§ WHAT TO DO
Using the entries below, output exactly the lines from the one containing "of the fallen" through the final line, both included, and no others.

§ EXCERPTED RECORDS
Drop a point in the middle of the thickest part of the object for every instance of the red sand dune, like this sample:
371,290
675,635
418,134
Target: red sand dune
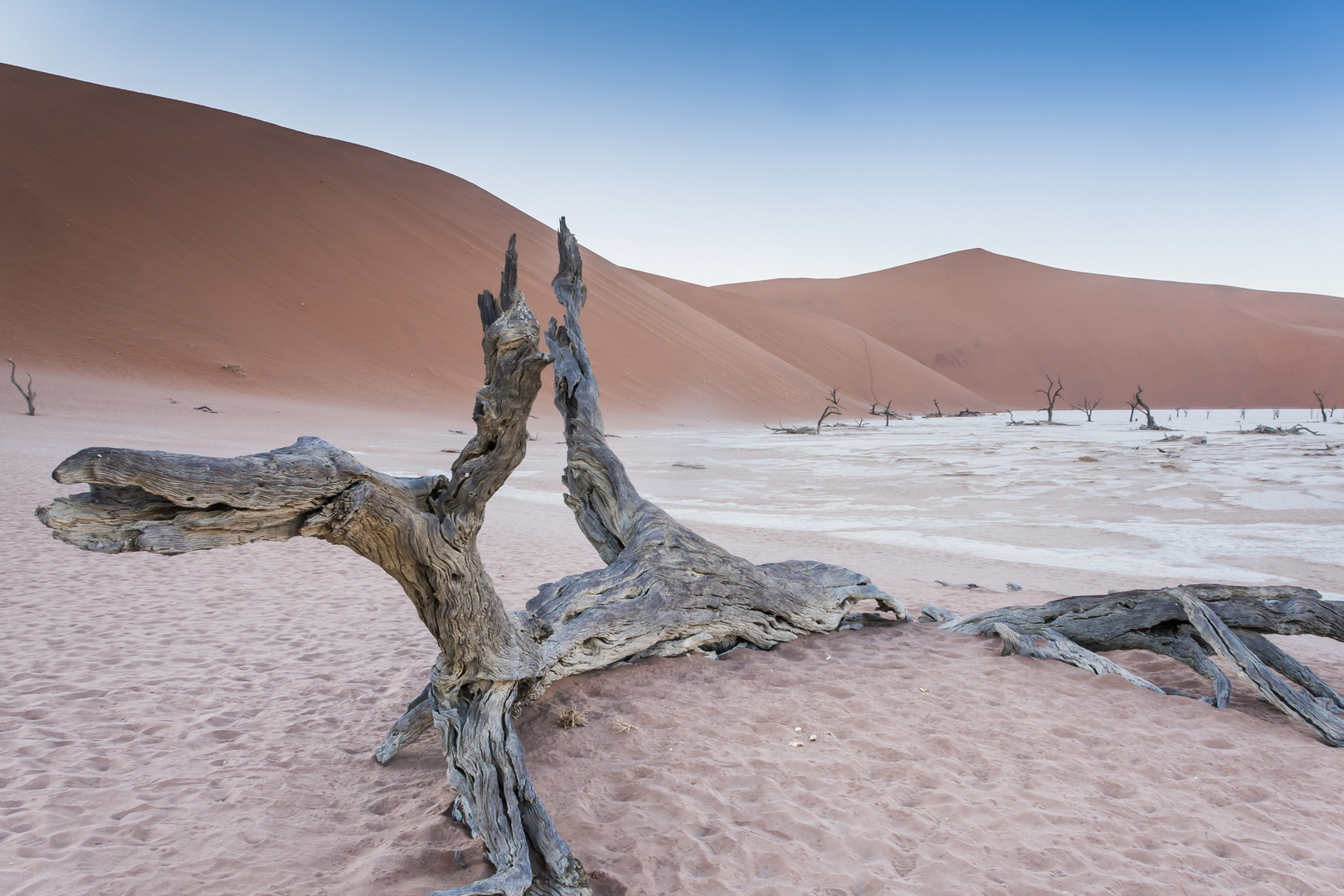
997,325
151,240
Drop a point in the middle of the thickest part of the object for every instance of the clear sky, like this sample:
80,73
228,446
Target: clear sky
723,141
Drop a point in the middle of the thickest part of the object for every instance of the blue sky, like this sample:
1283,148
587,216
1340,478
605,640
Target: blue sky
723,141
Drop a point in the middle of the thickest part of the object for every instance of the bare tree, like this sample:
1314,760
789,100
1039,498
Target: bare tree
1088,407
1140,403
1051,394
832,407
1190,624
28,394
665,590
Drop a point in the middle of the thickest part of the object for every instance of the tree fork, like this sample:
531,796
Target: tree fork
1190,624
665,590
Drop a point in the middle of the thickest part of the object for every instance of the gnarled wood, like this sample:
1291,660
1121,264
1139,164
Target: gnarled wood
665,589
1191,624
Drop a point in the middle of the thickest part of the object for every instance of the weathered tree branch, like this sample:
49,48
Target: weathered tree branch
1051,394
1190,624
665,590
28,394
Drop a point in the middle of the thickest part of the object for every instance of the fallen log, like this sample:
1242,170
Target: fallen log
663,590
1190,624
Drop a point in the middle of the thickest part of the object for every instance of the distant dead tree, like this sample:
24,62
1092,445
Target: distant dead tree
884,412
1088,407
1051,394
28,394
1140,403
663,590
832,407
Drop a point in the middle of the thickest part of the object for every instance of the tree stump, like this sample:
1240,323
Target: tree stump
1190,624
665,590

§ ANSWER TO THIS EXERCISE
Drop a point in the middle of the thickest part of the object for every instance of the fallen log, like this sample:
1242,170
Target: fallen log
663,590
1190,624
Drop a point in the middle of the thickest part of the object for every instance of the distant dead tree, like this sample:
24,62
1092,445
Target: distant dead tree
884,412
1088,407
1051,394
28,394
1140,403
663,590
832,407
Drop a point in the middle of the thickest part of the object for every instance of the tree stump, like this sample:
1240,323
Target: tree stump
1190,624
665,590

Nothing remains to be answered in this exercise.